Start AVAILABLE DATA
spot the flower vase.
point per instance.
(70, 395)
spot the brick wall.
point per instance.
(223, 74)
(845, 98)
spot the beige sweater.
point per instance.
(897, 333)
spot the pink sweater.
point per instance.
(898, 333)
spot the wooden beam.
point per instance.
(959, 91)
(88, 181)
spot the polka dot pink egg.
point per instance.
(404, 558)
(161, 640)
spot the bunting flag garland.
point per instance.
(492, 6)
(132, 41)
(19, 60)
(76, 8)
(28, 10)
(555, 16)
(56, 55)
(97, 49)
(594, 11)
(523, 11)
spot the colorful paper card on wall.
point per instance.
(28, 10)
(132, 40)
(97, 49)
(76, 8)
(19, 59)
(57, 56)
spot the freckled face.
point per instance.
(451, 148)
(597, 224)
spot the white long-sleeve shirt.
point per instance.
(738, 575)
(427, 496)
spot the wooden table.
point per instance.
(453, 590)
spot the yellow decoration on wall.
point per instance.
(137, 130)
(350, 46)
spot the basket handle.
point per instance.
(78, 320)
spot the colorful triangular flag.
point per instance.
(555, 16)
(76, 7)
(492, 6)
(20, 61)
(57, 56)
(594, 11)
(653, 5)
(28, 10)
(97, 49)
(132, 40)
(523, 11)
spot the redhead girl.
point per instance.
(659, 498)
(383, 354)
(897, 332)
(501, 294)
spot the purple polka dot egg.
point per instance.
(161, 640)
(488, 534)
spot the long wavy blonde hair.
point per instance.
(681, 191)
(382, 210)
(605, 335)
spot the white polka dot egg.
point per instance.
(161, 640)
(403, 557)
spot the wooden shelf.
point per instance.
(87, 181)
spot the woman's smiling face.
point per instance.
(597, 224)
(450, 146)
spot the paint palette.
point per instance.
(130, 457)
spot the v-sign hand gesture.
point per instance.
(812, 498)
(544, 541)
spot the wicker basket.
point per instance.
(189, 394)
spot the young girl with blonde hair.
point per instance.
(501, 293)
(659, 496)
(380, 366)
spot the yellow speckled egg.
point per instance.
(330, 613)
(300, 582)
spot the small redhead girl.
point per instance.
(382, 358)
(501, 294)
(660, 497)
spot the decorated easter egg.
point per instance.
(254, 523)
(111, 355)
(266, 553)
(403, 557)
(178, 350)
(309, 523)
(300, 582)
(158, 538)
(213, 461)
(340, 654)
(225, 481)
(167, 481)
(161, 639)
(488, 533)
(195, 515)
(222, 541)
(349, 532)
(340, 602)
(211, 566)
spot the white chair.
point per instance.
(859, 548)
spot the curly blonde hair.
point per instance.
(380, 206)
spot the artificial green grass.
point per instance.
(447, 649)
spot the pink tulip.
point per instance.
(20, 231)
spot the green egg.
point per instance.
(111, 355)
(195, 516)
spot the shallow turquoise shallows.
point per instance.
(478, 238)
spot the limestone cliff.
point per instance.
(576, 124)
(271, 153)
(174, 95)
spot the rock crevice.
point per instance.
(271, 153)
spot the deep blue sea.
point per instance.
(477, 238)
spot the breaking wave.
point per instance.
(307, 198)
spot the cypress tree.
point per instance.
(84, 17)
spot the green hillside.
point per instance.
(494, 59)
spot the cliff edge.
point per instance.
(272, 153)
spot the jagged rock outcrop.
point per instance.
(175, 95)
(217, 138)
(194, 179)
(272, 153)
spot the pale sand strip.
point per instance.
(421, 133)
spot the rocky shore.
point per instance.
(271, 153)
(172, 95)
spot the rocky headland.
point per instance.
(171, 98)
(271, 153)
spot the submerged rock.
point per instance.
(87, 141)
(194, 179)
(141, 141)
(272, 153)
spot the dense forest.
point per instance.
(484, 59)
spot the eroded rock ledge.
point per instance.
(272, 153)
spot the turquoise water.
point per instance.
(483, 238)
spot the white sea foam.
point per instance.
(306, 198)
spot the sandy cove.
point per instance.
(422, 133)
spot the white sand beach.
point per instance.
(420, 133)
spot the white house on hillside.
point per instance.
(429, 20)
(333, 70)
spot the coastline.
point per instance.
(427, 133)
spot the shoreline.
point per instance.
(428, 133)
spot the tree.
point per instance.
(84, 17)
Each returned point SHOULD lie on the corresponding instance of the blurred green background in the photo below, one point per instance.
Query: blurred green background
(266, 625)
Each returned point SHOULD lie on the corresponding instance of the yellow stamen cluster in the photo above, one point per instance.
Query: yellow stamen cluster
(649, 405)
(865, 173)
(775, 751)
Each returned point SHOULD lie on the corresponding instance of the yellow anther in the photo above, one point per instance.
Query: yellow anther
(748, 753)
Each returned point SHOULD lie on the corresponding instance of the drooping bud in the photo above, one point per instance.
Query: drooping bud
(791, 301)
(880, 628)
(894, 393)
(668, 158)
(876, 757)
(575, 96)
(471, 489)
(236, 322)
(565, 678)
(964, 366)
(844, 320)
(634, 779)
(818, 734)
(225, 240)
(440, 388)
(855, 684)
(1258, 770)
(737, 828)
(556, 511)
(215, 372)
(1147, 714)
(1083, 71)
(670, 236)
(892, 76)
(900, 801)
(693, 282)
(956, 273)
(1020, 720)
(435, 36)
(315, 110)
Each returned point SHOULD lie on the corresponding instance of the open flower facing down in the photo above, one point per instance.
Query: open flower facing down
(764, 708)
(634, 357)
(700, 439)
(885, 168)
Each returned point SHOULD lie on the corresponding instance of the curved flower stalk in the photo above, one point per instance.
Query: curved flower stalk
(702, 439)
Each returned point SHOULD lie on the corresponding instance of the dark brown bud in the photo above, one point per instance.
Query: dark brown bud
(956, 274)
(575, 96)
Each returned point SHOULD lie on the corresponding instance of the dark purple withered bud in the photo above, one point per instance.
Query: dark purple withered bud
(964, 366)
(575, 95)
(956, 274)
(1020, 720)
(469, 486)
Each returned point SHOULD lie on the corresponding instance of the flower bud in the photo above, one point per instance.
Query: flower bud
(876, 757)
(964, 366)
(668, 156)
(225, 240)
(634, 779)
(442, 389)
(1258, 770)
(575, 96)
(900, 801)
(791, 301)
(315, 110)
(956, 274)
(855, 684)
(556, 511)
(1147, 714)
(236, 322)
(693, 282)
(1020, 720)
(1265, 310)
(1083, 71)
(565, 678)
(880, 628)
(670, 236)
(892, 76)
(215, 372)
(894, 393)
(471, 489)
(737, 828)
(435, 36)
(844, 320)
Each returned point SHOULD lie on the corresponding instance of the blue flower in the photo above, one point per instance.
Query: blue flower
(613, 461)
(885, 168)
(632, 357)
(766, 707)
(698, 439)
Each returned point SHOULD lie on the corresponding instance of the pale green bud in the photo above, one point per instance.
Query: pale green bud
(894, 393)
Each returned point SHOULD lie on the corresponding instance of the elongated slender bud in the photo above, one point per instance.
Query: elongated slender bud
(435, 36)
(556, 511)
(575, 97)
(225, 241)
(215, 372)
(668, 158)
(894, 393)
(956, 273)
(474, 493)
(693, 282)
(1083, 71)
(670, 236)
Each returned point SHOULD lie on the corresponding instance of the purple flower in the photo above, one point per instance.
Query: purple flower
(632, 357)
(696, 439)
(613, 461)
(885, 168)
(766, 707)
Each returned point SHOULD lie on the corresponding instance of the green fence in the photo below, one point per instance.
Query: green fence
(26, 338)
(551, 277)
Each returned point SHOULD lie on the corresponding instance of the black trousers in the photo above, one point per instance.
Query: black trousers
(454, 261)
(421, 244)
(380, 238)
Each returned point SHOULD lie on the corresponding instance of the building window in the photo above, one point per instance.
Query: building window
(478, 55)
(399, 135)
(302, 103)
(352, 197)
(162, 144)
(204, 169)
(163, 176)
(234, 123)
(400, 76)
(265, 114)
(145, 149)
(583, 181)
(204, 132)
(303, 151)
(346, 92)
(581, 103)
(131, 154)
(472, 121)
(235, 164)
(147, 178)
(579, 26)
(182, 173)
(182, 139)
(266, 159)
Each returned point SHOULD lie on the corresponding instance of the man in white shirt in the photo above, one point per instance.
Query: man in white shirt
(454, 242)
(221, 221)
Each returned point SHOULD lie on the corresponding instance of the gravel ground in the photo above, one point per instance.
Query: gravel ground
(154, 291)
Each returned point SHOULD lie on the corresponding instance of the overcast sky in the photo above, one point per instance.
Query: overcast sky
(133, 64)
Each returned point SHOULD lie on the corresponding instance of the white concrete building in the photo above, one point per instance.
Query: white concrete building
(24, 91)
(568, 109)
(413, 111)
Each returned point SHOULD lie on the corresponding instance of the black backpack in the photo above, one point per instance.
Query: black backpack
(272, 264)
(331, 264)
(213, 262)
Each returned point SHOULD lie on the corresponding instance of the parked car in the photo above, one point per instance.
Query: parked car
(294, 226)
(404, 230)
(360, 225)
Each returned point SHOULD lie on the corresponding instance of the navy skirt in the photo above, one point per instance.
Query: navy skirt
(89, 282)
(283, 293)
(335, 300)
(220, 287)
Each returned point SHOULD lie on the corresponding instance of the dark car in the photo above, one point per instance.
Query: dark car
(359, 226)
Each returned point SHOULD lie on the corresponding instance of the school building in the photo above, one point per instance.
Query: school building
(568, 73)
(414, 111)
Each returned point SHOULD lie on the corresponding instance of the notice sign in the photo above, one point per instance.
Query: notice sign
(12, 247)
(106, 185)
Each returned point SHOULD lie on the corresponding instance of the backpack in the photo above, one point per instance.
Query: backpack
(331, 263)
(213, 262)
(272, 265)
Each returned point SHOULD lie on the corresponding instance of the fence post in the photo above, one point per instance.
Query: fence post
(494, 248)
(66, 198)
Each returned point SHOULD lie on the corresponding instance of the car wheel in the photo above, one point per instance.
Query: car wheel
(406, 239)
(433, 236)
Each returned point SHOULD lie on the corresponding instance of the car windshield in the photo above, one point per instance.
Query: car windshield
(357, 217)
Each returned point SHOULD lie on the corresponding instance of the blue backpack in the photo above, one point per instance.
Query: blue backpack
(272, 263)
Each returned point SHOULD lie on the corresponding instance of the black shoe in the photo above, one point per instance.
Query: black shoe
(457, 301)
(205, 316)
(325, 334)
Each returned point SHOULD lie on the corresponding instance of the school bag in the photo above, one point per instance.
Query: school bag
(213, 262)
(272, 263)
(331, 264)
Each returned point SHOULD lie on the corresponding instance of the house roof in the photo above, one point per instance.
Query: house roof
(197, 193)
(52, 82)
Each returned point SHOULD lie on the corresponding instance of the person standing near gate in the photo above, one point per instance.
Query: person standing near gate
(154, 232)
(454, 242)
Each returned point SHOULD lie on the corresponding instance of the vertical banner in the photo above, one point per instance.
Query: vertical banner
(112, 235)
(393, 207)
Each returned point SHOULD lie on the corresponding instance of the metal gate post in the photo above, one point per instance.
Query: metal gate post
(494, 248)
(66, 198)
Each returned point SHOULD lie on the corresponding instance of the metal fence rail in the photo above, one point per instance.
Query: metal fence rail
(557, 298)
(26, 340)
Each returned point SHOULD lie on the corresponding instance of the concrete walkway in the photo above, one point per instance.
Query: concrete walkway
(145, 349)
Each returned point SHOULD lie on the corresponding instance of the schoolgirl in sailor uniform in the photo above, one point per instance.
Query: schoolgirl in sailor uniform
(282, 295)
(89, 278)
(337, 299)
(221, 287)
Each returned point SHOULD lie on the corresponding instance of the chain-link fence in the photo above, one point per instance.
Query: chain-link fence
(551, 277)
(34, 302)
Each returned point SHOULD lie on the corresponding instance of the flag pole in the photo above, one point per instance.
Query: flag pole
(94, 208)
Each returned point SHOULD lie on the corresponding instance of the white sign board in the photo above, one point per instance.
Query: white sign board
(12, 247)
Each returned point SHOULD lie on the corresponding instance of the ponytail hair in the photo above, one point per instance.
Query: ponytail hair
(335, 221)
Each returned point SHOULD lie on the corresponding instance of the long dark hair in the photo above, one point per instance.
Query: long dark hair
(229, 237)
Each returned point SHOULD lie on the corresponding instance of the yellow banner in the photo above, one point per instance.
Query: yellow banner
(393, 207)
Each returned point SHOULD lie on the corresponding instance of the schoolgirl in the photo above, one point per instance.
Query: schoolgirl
End AVAILABLE DATA
EXERCISE PROMPT:
Please repeat the part of the material that opens with the line containing "of the long" and runs through the end of the material, swapping "yellow banner" for "blue banner" and leaving everything else unchanged.

RESPONSE BELOW:
Each returned point SHOULD lie on the corresponding instance of the long dark hair in the photo above, one point per instance.
Query: long dark hair
(229, 237)
Each returned point SHOULD lie on the corresponding instance of the blue banner in the photo above, one point per instance.
Query: blue banner
(393, 207)
Each returned point SHOULD lie on the corresponding instance of the schoolgirl in the photo above, one point per instance.
Query: schoolgirl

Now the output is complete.